--- YOUR TASK ---
Copy the listing verbatim, excluding any images found in it.

--- DATA LISTING ---

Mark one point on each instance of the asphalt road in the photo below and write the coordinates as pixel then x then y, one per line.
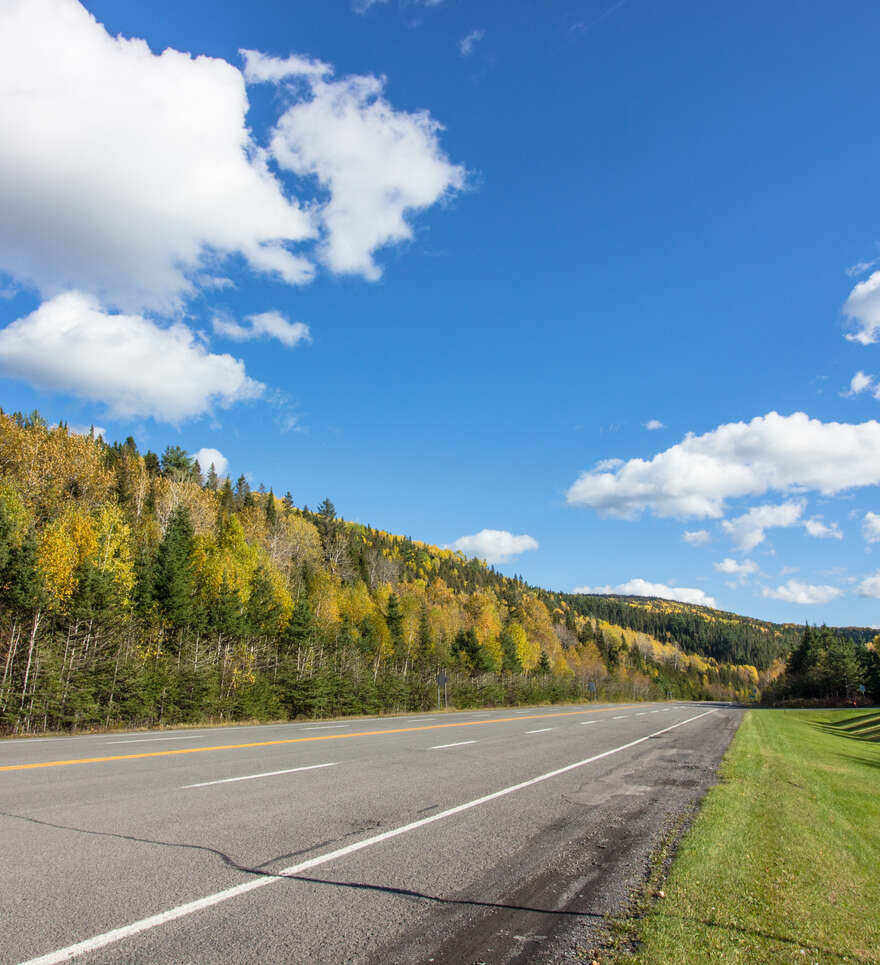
pixel 473 837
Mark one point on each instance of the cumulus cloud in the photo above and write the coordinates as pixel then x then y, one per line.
pixel 733 568
pixel 747 531
pixel 773 452
pixel 362 6
pixel 131 169
pixel 815 527
pixel 128 362
pixel 495 545
pixel 260 68
pixel 639 587
pixel 796 592
pixel 263 325
pixel 136 174
pixel 870 586
pixel 859 383
pixel 697 537
pixel 861 267
pixel 95 431
pixel 871 527
pixel 466 44
pixel 862 308
pixel 378 165
pixel 208 457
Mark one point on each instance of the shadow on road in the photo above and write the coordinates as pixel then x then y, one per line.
pixel 261 869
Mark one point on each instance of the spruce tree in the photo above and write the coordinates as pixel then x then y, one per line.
pixel 173 575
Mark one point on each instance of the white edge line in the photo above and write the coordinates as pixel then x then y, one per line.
pixel 252 777
pixel 181 911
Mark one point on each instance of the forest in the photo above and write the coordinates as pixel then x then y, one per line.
pixel 142 590
pixel 830 667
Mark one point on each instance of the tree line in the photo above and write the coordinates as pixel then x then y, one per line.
pixel 145 589
pixel 828 667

--- RESPONSE TO THIS EXERCISE ---
Mark one point on each instance of the asphalt road in the photo below and write the coordinates as pixel then x then y, one per line.
pixel 473 837
Mark one point on each instance of the cumulus cloud in the photo above and write the coordinates as pixel then x then y, one per line.
pixel 733 568
pixel 747 531
pixel 773 452
pixel 362 6
pixel 131 169
pixel 815 527
pixel 128 362
pixel 495 545
pixel 260 68
pixel 639 587
pixel 796 592
pixel 263 325
pixel 136 174
pixel 870 586
pixel 859 383
pixel 697 537
pixel 861 267
pixel 95 431
pixel 871 527
pixel 466 44
pixel 862 308
pixel 378 165
pixel 208 457
Mark one point on each instance of the shadow on road in the photo above and write the coordinates as pixel then x then y, one per line.
pixel 261 869
Mark one point on each instance of the spruce tree in the photo above and write the coordinates as pixel then x then y, one per line.
pixel 173 575
Mark one point on each instance of the white edge line in the photo above and write the coordinates as pixel then x then y, one per line.
pixel 252 777
pixel 181 911
Mark one point on each instance of the forest in the photo above and write the coordinates as pixel then x then y, one per line.
pixel 142 590
pixel 830 667
Mark one point on each instance of the tree line in the photo above and write the coordinates as pixel then x then y, one per line.
pixel 145 589
pixel 828 667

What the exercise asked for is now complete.